◆ **DOCUMENT EXCERPT**:
★ ★ ★ ★ ★ ★ ★
Through the open door of great sea-port cities there have poured during the years past steady streams of handicapped girls. They are poor, they are plunged into a life whose manners and customs they cannot grasp, they are handicapped by a language they do not understand and by great expectations seldom destined to be fulfilled.

According to our government statistics during nineteen hundred twelve, ninety three thousand, two hundred sixty-one (93,261) girls from fifteen to twenty-one years of age came to us from across the sea and in three years an army of two hundred forty-six thousand, five hundred fifty-four (246,554) became a part of the girl problem our country must meet. It is hard to picture in concrete fashion how great this host of girlhood is. Sometimes when one looks into the faces of a thousand college girls at Wellesley, Vassar, or Smith and realizes that in a single year more than ninety three times as many girls from fifteen to twenty-one came to test the opportunities of a new land, the significance of the figure becomes a little more clear to him. When he realizes that in three years enough young girls land in this country to found a city the size of Rochester or St. Paul, when he tries to imagine this army of girls marching six abreast through city streets for hours and hours until the thousands upon thousands, representing scores of tongues and nations, have passed, some conception of the great task facing any organization attempting to direct that army of unprepared, unequipped and largely unprotected girlhood comes to him.



Where will they be in another year—those ninety-three thousand and more who came to us in nineteen hundred twelve? What an array of factories and kitchens, what rows of dingy tenements, the moving picture film could reveal to us if it followed these handicapped girls! It does not follow them—they come in over the blue waters of the bay, look with shining eyes at Liberty with her promise of fulfilment of all the heart's desires, they sit in the long rows of benches at Ellis Island, pass through the gate and are gone, the majority to be lost in the mass that struggles for a mere livelihood—just the chance to keep on living.

What if some summer morning, or in the dim twilight of a bitter winter day, a miracle should be wrought and the handicapped should be lifted so that girlhood might be free to work out the realization of its dreams! Many have prayed for such a miracle, some have hoped for it—but it will not come. There will be no miracle suddenly wrought for men to gaze upon in wonder and after a time forget. The release of the handicapped can come only through man's God-inspired effort on behalf of his brother man. In removing his brother's handicap he will remove his own and both shall be free to live. But it cannot be done in a moment. Effort is slow. It cannot be done by any organization, or church, or creed or individual. It must be done by the public conscience. Educating the public conscience is a long process and America is in the midst of that process now. There are two qualifications without which the educator of the public conscience cannot succeed—one is patience, the other persistence. All educators of the public sense of right, like Jane Addams, have had these two characteristics in marked degree, and all churches, creeds and organizations which have had local success in removing local handicaps have shown the ability to wait and the power to persevere despite every opposition.

How the public conscience will act in directing the work of removing the conditions which so sadly handicap girlhood today we cannot say. It may be that vocational schools built and maintained by the State, not by charity, will be one strong hand laid upon the inefficiency and ignorance that handicap. It may be that the Welfare teacher whose salary and rank shall equal that of the teacher of Greek, Ancient History or arithmetic will be another hand laid upon the shoulder of the girl limited by the lack of friendship and protection. It may be that houses maintained as a business proposition and paying honest returns, built in such a way that girls obliged to work away from home may be decently housed and have a fair chance for health, will be another strong hand reached out to release her from the things that handicap. It may be that a minimum wage, safety devices, laws wiping out sweat-shop methods, will reduce the number of handicapped girls.
★ ★ ★ ★ ★ ★ ★
(Data entries)
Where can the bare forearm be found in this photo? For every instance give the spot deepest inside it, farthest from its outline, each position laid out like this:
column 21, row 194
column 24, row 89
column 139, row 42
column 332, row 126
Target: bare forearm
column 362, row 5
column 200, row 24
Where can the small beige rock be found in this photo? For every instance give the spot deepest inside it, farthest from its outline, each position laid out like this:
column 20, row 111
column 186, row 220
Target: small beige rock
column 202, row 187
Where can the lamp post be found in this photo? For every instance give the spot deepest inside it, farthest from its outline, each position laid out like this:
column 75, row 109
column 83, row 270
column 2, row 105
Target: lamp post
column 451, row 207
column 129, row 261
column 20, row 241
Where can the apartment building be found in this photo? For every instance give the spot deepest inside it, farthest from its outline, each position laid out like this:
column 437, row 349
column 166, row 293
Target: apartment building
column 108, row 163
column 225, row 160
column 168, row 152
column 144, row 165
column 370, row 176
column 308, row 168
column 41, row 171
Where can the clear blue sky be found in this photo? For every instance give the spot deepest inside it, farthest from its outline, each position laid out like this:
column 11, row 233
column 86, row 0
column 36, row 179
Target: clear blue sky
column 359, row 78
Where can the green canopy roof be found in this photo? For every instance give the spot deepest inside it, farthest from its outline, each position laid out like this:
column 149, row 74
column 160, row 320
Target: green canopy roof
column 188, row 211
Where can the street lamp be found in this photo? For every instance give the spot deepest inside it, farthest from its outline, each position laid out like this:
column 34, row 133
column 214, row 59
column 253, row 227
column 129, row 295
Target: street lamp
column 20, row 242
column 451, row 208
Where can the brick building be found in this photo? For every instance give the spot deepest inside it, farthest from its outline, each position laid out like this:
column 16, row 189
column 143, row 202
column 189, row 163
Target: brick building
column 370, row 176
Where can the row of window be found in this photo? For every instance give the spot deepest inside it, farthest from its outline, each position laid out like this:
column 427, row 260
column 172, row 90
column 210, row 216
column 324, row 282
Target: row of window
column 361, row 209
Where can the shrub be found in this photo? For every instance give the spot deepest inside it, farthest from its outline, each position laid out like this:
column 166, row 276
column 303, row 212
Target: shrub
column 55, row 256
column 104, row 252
★ ★ ★ ★ ★ ★ ★
◆ **GIVEN PROBLEM A**: Write out the stretch of the passage on immigrant girls that opens with the words containing "Where will they" and closes with "keep on living.".
◆ **GIVEN PROBLEM B**: Pull out every line of the listing that holds the string "window", treating uppercase and lowercase as different.

◆ **WRITTEN ANSWER A**:
Where will they be in another year—those ninety-three thousand and more who came to us in nineteen hundred twelve? What an array of factories and kitchens, what rows of dingy tenements, the moving picture film could reveal to us if it followed these handicapped girls! It does not follow them—they come in over the blue waters of the bay, look with shining eyes at Liberty with her promise of fulfilment of all the heart's desires, they sit in the long rows of benches at Ellis Island, pass through the gate and are gone, the majority to be lost in the mass that struggles for a mere livelihood—just the chance to keep on living.

◆ **WRITTEN ANSWER B**:
Where can the row of window be found in this photo? For every instance give the spot deepest inside it, farthest from its outline, each position laid out like this:
Target: row of window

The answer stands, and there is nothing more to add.